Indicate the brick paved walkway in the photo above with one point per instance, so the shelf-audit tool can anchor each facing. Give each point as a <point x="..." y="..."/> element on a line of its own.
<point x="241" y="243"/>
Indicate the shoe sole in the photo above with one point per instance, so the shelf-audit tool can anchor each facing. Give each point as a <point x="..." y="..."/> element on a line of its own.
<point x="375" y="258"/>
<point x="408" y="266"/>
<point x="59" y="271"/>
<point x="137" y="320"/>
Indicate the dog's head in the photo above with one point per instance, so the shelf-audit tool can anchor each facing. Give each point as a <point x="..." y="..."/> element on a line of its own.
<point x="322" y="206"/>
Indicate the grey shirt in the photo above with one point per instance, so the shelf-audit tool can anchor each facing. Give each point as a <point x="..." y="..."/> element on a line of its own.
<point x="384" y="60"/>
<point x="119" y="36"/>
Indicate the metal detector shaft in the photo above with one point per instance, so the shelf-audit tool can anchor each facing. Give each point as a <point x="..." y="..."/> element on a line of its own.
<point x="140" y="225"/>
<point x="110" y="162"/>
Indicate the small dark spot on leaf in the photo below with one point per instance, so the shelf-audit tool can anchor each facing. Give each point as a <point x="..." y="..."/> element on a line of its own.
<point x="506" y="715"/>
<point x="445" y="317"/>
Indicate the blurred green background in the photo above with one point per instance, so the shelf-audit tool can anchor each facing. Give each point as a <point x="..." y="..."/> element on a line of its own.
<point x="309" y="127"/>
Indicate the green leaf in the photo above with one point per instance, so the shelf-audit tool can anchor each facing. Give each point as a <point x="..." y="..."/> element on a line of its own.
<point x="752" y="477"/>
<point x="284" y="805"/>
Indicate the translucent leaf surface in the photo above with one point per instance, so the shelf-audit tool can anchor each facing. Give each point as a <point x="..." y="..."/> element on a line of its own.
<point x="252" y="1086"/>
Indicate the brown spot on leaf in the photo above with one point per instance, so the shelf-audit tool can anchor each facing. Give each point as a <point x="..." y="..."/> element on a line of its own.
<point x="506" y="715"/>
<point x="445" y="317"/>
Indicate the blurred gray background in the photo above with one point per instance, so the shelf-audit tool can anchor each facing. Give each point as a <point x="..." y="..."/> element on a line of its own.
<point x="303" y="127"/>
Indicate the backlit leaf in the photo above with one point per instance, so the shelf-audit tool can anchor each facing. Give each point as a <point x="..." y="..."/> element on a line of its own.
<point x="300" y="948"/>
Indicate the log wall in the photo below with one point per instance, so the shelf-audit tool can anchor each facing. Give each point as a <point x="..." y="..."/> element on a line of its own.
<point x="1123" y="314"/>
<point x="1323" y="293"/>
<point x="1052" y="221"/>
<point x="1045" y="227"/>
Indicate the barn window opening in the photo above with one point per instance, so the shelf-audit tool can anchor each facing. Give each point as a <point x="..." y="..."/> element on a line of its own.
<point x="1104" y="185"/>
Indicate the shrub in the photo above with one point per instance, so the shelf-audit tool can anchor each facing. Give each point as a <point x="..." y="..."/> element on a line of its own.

★ ★ ★ ★ ★ ★ ★

• Consigna
Copia textualmente todos los ítems anteriores, línea por línea y sin cambiar nada.

• Respuesta
Indicate the brick paved walkway in the photo above with one point per instance, so the shelf-audit tool can anchor each facing. Give each point as a <point x="..." y="..."/> element on a line of its own.
<point x="241" y="243"/>
Indicate the shoe sole in the photo above with one point per instance, so the shelf-audit tool can anchor each facing. Give each point as a <point x="..." y="..."/> element on a line of its own.
<point x="375" y="258"/>
<point x="408" y="266"/>
<point x="59" y="271"/>
<point x="137" y="320"/>
Indicate the dog's head in the photo above with one point per instance, so the shelf-audit tool can anchor each facing. Give each point as a <point x="..." y="..."/> element on a line of its own.
<point x="322" y="206"/>
Indicate the grey shirt in the photo above with one point per instance, so the shelf-audit tool can anchor each facing. Give each point as a <point x="..." y="..."/> element on a line of its own.
<point x="384" y="60"/>
<point x="119" y="36"/>
Indicate the metal detector shaft in the photo above with one point per instance, so the shelf-audit tool can anchor each facing. Give each point as a <point x="..." y="..."/> element on a line of its own.
<point x="140" y="225"/>
<point x="110" y="162"/>
Indicate the small dark spot on leaf in the photo below with one point per instance, so the shelf-audit tool can anchor each facing. Give each point as a <point x="..." y="..."/> element on a line of its own.
<point x="506" y="715"/>
<point x="445" y="317"/>
Indicate the blurred green background in the photo above with one point per instance, so the shelf-audit tool can anchor each facing. Give each point as a <point x="..." y="..."/> element on a line of its own.
<point x="309" y="127"/>
Indicate the green leaf in the photo above with one point per instance, so the shelf-audit tool can anchor each facing. Give each point as a <point x="..." y="..."/> element on a line of its own.
<point x="752" y="477"/>
<point x="284" y="805"/>
Indicate the translucent leaf surface in the photo above with one point per instance, so the shelf-audit tool can anchor each facing. Give each point as a <point x="..." y="..."/> element on a line of its own.
<point x="252" y="1086"/>
Indicate the brown spot on leaf in the photo above with one point per instance, so the shelf-audit tool can anchor each facing. Give each point as a <point x="..." y="..."/> element on a line of its own.
<point x="506" y="715"/>
<point x="445" y="317"/>
Indicate the blurred gray background in the photo above with one point per instance, so the shelf-audit tool can anchor each facing. Give each point as a <point x="..." y="..."/> element on a line of its own.
<point x="303" y="127"/>
Indicate the backlit leaf in the photo above with one point per instance, so the shelf-audit tool can anchor each facing. Give each point as a <point x="..." y="..."/> element on a line of its own.
<point x="300" y="948"/>
Indicate the log wall in the photo below with one point per instance, so the shelf-audit tool can anchor each facing. Give each point as a <point x="..." y="..."/> element on a line of its own.
<point x="1123" y="314"/>
<point x="1323" y="293"/>
<point x="1052" y="221"/>
<point x="1045" y="227"/>
Indicate the barn window opening in the photo above with one point per instance, so the shelf-audit tool can anchor each facing. Give each point as a <point x="..." y="..."/> element on a line of its own.
<point x="1104" y="185"/>
Indicate the shrub in the photo above with one point per instance, so the shelf-audit tool can anchor each facing. Give each point as a <point x="..." y="..."/> element on a line of its own.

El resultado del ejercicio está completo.